--- Study text Enclosed Below ---

Brighton Pavilion

10thAnnual Conference of the International Speech Communication Association

ISCA Interspeech 2009 Brighton

Special Sessions

The INTERSPEECH 2009 Organisation Committee is pleased to announce acceptance of the following Special Sessions at Interspeech 2009 - the 10th Annual Conference of the International Speech Communication Association, to be held on September 6-10, 2009, in Brighton, United Kingdom.

Measuring the rhythm of speech

There has been considerable interest in the last decade in the modelling of rhythm both from a typological perspective (e.g. establishing objective criteria for classifying languages or dialect as stress timed, syllable timed or mora timed) and from the perspective of establishing evaluation metrics of non standard or deviant varieties of speech such as that obtained from non-native speakers, from speakers with pathological disabilities or from automatic speech synthesis. The aim of this special session will be to bring together a number of researchers who have contributed to this debate and to assess and discuss the current status of our understanding of the relative value of different metrics for different tasks.

Organiser: Daniel Hirst (daniel.hirst@lpl-aix.fr), Laboratoire Parole et Langage, Université de Provence

Machine Learning for Adaptivity in Spoken Dialogue Systems

In the past decade, research in the field of Spoken Dialogue Systems (SDS) has experienced increasing growth, and new applications include interactive mobile search, tutoring, and troubleshooting systems. The design and optimization of robust SDS for such tasks requires the development of dialogue strategies which can automatically adapt to different types of users and noise conditions. New statistical learning techniques are emerging for training and optimizing adaptive speech recognition, spoken language understanding, dialogue management, natural language generation, and speech synthesis in spoken dialogue systems. Among machine learning techniques for spoken dialogue strategy optimization, reinforcement learning using Markov Decision Processes (MDPs) and Partially Observable MDP (POMDPs) has become a particular focus. The purpose of this special session is to provide an opportunity for the international research community to share ideas on these topics and to have constructive discussions in a single, focussed, special conference session.

--- End of Enclosed Study text ---

> [Required work]
#1 Repeat word for word the stretch of the Interspeech 2009 special sessions page from "There has been" through "for different tasks.".
#2 According to the Interspeech 2009 special sessions page, who organizes the special session on measuring the rhythm of speech?

--- Data for analysis Enclosed Below ---

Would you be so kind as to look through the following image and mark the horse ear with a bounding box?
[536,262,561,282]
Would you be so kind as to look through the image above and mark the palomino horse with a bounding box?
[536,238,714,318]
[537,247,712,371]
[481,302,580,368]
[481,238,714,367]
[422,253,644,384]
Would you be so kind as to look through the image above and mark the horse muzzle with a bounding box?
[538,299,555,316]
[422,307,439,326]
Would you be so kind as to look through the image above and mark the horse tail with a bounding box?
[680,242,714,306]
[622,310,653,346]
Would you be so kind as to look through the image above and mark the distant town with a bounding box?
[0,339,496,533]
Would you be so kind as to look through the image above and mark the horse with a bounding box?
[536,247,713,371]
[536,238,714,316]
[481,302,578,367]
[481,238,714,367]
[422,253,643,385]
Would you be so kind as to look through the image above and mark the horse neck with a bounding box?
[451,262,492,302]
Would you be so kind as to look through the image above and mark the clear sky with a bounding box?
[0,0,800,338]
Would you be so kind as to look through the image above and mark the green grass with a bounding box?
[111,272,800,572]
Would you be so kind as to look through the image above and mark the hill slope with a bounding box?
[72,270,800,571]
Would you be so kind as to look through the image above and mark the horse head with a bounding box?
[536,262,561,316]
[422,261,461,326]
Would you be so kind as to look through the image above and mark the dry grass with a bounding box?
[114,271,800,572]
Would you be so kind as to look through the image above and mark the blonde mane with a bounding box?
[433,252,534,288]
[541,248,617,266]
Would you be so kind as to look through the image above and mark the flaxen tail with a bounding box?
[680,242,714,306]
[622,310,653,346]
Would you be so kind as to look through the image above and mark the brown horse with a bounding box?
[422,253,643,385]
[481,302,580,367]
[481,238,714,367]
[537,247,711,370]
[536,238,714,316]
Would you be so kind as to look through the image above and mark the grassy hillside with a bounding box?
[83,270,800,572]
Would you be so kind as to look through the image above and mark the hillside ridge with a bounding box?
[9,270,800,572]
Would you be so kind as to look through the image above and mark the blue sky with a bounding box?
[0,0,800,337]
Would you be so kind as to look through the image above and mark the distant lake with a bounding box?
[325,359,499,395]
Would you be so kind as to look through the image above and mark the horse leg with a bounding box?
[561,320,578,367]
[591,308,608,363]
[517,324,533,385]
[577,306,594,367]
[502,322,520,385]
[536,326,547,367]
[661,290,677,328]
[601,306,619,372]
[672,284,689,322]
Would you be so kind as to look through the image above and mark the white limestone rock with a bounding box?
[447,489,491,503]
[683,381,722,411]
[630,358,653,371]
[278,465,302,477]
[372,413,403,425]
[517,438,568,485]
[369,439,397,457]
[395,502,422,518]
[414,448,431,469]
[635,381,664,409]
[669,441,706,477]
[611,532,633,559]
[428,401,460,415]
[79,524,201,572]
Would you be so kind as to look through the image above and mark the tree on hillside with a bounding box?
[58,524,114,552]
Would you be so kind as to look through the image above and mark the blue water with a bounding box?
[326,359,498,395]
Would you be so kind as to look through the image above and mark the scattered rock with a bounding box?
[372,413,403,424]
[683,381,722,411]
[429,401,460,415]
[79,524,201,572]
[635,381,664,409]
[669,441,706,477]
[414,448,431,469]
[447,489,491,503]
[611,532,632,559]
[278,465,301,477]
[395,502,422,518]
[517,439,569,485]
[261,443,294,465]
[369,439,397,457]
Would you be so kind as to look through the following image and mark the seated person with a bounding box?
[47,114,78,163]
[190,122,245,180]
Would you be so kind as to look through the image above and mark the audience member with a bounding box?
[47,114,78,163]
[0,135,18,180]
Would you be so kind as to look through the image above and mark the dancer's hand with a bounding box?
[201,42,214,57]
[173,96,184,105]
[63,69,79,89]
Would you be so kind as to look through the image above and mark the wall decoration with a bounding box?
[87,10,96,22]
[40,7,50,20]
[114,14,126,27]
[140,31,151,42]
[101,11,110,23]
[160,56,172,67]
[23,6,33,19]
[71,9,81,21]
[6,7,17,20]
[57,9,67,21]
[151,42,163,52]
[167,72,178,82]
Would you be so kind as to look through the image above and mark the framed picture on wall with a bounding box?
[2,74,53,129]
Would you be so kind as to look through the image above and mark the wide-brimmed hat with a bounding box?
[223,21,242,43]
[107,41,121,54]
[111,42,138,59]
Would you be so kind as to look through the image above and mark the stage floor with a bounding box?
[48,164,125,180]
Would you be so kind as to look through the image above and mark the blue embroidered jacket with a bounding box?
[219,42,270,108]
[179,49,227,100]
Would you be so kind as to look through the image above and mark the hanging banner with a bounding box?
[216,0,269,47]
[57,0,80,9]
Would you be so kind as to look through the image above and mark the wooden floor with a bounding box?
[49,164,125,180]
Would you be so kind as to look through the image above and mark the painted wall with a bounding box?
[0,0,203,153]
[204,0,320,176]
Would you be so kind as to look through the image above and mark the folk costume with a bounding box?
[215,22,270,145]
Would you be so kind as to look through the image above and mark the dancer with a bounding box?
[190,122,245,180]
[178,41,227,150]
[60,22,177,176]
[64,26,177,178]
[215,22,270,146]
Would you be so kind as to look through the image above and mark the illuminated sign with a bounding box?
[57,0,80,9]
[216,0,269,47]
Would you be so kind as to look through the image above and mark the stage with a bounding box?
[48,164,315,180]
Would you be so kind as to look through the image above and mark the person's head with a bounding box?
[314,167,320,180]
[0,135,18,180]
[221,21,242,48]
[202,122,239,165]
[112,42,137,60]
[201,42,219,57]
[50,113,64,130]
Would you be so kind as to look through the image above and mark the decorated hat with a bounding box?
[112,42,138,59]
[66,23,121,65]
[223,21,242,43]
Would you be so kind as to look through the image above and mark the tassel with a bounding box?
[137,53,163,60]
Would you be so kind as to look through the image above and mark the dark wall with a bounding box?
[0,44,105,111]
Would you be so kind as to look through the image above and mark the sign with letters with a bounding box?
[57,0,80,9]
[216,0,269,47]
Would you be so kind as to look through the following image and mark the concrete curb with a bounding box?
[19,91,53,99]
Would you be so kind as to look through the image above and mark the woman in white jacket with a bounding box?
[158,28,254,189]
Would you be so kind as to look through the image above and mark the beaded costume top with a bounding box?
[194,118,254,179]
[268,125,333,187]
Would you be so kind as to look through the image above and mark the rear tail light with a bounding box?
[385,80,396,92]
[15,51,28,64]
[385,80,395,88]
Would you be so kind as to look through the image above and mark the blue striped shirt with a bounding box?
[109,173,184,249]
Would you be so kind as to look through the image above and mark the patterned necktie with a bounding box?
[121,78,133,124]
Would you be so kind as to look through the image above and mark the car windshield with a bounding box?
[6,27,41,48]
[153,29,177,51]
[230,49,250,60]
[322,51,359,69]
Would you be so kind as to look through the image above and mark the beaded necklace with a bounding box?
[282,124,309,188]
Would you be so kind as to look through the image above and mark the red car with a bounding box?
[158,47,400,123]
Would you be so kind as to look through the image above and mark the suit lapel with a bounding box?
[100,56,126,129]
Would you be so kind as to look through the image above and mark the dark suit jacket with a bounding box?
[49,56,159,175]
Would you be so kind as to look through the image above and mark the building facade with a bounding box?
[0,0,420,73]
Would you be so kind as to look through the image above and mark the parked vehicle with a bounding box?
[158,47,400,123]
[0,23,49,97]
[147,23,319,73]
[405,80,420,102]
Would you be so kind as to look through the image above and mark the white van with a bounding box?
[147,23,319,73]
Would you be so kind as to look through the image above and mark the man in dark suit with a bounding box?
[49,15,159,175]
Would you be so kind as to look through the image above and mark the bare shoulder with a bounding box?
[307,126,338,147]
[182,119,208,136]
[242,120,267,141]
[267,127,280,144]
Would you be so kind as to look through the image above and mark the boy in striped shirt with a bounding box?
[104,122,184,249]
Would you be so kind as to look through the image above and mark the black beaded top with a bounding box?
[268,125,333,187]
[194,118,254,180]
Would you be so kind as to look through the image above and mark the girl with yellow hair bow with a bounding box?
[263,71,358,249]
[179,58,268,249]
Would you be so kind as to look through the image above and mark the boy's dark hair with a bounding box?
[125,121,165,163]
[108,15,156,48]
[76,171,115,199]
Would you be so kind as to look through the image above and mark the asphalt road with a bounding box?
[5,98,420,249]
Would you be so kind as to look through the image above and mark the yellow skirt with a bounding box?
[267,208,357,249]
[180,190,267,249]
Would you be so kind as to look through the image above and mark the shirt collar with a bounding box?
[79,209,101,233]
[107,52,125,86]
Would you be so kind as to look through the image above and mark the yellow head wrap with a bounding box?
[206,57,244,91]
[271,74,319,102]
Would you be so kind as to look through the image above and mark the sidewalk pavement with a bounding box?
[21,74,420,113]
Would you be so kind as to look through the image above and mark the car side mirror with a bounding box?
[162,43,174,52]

--- End of Enclosed Data for analysis ---

> [List of answers]
#1
There has been considerable interest in the last decade in the modelling of rhythm both from a typological perspective (e.g. establishing objective criteria for classifying languages or dialect as stress timed, syllable timed or mora timed) and from the perspective of establishing evaluation metrics of non standard or deviant varieties of speech such as that obtained from non-native speakers, from speakers with pathological disabilities or from automatic speech synthesis. The aim of this special session will be to bring together a number of researchers who have contributed to this debate and to assess and discuss the current status of our understanding of the relative value of different metrics for different tasks.

#2 Daniel Hirst, of the Laboratoire Parole et Langage at the Université de Provence.